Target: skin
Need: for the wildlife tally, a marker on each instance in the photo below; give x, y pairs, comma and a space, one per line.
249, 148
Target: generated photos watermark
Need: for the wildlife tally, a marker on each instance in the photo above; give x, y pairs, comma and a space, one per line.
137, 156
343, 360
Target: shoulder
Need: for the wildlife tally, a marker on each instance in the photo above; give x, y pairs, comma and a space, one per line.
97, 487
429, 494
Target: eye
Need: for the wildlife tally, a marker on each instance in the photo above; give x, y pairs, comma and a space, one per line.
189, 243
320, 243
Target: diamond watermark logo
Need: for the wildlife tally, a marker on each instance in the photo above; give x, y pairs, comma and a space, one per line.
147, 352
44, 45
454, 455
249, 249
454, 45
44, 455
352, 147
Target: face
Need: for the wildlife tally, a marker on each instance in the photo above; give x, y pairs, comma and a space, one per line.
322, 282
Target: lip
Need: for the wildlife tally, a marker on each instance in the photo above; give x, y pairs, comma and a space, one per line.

------

=== Direction ===
Copy the listing above word for word, from the line with "Target: lip" through the end of the listing.

=== Task solution ===
Target: lip
Need: for the wildlife tally, a marker on each instance in the photo above; give x, y pairs, comma and a space, one per line.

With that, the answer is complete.